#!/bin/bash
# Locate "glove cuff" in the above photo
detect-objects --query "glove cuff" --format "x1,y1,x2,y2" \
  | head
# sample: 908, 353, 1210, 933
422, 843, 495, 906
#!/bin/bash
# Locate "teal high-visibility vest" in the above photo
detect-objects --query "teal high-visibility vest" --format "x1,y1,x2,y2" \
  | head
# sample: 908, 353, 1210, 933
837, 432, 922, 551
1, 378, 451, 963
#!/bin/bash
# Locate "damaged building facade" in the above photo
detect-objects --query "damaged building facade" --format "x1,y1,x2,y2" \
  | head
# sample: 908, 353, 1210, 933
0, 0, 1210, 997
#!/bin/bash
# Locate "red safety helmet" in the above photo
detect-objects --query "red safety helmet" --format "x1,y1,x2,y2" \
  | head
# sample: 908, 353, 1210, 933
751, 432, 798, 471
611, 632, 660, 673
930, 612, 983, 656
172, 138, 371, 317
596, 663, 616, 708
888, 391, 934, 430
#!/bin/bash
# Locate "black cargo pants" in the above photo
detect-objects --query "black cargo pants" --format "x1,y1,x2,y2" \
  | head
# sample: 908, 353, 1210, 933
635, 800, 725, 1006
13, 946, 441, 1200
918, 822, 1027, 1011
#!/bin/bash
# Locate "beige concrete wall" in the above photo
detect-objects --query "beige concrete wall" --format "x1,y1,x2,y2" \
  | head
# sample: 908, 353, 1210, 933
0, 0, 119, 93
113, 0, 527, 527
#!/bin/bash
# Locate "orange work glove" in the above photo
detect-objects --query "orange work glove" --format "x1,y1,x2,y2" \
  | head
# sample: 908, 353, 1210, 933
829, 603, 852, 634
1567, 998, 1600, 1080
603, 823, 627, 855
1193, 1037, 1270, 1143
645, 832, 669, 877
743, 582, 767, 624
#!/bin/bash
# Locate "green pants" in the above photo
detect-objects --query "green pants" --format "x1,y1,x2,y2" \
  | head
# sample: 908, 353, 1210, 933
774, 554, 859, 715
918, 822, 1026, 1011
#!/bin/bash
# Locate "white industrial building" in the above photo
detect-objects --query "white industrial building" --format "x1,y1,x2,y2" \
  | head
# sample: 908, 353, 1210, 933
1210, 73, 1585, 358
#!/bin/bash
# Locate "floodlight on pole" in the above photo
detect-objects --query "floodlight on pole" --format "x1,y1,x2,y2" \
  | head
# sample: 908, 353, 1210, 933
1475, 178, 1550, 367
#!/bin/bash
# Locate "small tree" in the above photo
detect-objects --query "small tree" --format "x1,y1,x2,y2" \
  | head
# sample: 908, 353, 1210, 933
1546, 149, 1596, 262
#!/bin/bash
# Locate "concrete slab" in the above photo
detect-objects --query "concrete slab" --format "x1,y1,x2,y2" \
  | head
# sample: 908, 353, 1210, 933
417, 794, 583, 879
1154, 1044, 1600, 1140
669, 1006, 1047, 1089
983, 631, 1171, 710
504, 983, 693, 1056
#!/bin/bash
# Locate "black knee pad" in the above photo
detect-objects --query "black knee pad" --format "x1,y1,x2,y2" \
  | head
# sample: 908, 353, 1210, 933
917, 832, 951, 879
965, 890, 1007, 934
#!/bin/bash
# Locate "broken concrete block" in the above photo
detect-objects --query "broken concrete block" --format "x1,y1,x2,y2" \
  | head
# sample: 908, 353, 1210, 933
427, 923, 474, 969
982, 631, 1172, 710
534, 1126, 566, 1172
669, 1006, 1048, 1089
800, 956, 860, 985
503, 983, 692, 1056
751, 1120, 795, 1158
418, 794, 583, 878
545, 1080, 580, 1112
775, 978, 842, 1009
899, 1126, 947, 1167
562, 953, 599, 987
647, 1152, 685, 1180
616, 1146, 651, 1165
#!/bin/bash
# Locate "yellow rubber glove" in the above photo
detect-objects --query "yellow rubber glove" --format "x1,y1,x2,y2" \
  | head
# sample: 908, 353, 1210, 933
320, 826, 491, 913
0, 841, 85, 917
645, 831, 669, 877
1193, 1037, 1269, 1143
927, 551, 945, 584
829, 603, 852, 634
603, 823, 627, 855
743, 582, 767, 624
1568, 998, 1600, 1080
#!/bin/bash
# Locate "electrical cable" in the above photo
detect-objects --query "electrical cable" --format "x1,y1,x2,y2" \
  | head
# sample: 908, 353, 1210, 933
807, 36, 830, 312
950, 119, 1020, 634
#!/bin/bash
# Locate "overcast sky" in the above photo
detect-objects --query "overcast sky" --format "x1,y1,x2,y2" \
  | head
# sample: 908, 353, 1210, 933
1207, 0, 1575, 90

▸ TASK BRIEF
Return the listing. Match it exactly.

▸ TASK ANSWER
#!/bin/bash
# Locate "glove cuff" in the above photo
detect-objects --query "glove cuff" --format "x1,y1,x2,y2" \
  | head
# sample: 908, 353, 1210, 933
422, 843, 495, 906
#!/bin/bash
# Locate "teal high-visibility vest" in the above photo
detect-objects --query "teal high-visibility vest" --format "x1,y1,x2,y2" \
  | head
# sample: 908, 353, 1210, 933
837, 432, 922, 551
1, 378, 451, 963
#!/bin/bash
# Locate "damaged building facade" in the above photo
detect-objects --query "damaged building facade" --format "x1,y1,x2,y2" \
  | head
# sample: 908, 353, 1210, 933
0, 0, 1210, 997
#!/bin/bash
# Locate "red safety helmet" in the above photo
detect-objects --query "red safety helmet" --format "x1,y1,x2,y2" \
  | head
# sample: 908, 353, 1210, 933
751, 432, 798, 471
611, 632, 660, 673
930, 612, 983, 656
172, 138, 371, 317
596, 663, 616, 708
888, 391, 934, 430
#!/bin/bash
# Locate "black cargo pants" in the above photo
detect-objects --query "black cargo pants" --format "x1,y1,x2,y2" \
  | head
# sample: 908, 353, 1210, 933
635, 800, 725, 1006
13, 946, 441, 1200
918, 822, 1027, 1011
#!/bin/bash
# Locate "beige concrete wall" in the above photo
detect-objects --query "beige concrete wall" --format "x1,y1,x2,y2" \
  | head
# sample: 908, 353, 1210, 933
0, 0, 119, 93
113, 0, 527, 527
#!/bin/bash
# Locate "orange work glove" in the above photo
detect-objects --query "orange work glove" --format "x1,y1,x2,y2" \
  | head
# sample: 908, 353, 1210, 933
829, 603, 852, 634
1567, 998, 1600, 1080
603, 823, 627, 855
1193, 1037, 1270, 1143
645, 832, 669, 877
743, 582, 767, 624
#!/bin/bash
# Locate "green pants" in the above photo
detect-objects --query "green pants" --format "x1,y1,x2,y2" \
  | head
# sample: 908, 353, 1210, 933
774, 554, 859, 715
918, 822, 1026, 1011
#!/bin/bash
# Locate "white industrial building" in the above photo
detect-objects --query "white industrial building" --format "x1,y1,x2,y2" \
  | head
# sample: 908, 353, 1210, 933
1210, 73, 1585, 358
#!/bin/bash
# Locate "floodlight on pole" in the above photo
detect-objects --query "floodlight on pole" --format "x1,y1,x2,y2" \
  | head
# sample: 908, 353, 1210, 933
1475, 178, 1550, 367
#!/bin/bash
# Locate "small tree" in the above photo
detect-objects --query "small tree" --format "x1,y1,x2,y2" \
  | head
# sample: 908, 353, 1210, 933
1546, 149, 1596, 262
#!/bin/bash
# Locate "concrete slab" in the above photo
detect-objects --query "concrete slab" --format "x1,y1,x2,y2" \
  | head
# sample: 908, 353, 1210, 933
417, 794, 583, 879
1154, 1044, 1600, 1140
669, 1006, 1047, 1089
983, 631, 1171, 710
504, 983, 693, 1056
#!/bin/bash
# Locate "black knee pad" in the above photo
detect-objects --query "black knee pad" --format "x1,y1,x2,y2" \
  | head
# sample: 908, 353, 1210, 933
917, 832, 951, 879
965, 890, 1007, 934
#!/bin/bash
# Locate "broken concrete block" in the above photo
detect-objects --query "broken concrete block" --format "x1,y1,x2,y2" \
  | head
# sample: 908, 353, 1210, 933
427, 923, 474, 969
982, 631, 1172, 710
534, 1126, 566, 1172
669, 1006, 1048, 1089
800, 956, 860, 985
503, 983, 692, 1056
751, 1120, 795, 1158
418, 794, 583, 878
545, 1080, 580, 1112
775, 978, 842, 1009
899, 1126, 947, 1167
562, 953, 599, 987
647, 1152, 685, 1180
616, 1146, 651, 1165
#!/bin/bash
# Locate "yellow rubber glove" in the above photo
detect-objects --query "yellow rubber glove" --format "x1,y1,x2,y2" \
  | head
# sample: 908, 353, 1210, 933
320, 826, 491, 913
0, 841, 85, 917
645, 831, 669, 877
1193, 1037, 1269, 1143
927, 551, 945, 584
829, 603, 852, 634
603, 823, 627, 855
743, 582, 767, 624
1568, 998, 1600, 1080
#!/bin/bash
# Locate "electrical cable" in the above photo
detect-objects --query "electrical cable" --format "x1,y1,x2,y2" \
  | head
# sample: 908, 353, 1210, 933
807, 36, 830, 312
950, 119, 1020, 634
#!/bin/bash
# Locate "overcast sky" in the above photo
detect-objects --query "overcast sky" --format "x1,y1,x2,y2" \
  | head
# sample: 908, 353, 1210, 933
1207, 0, 1575, 90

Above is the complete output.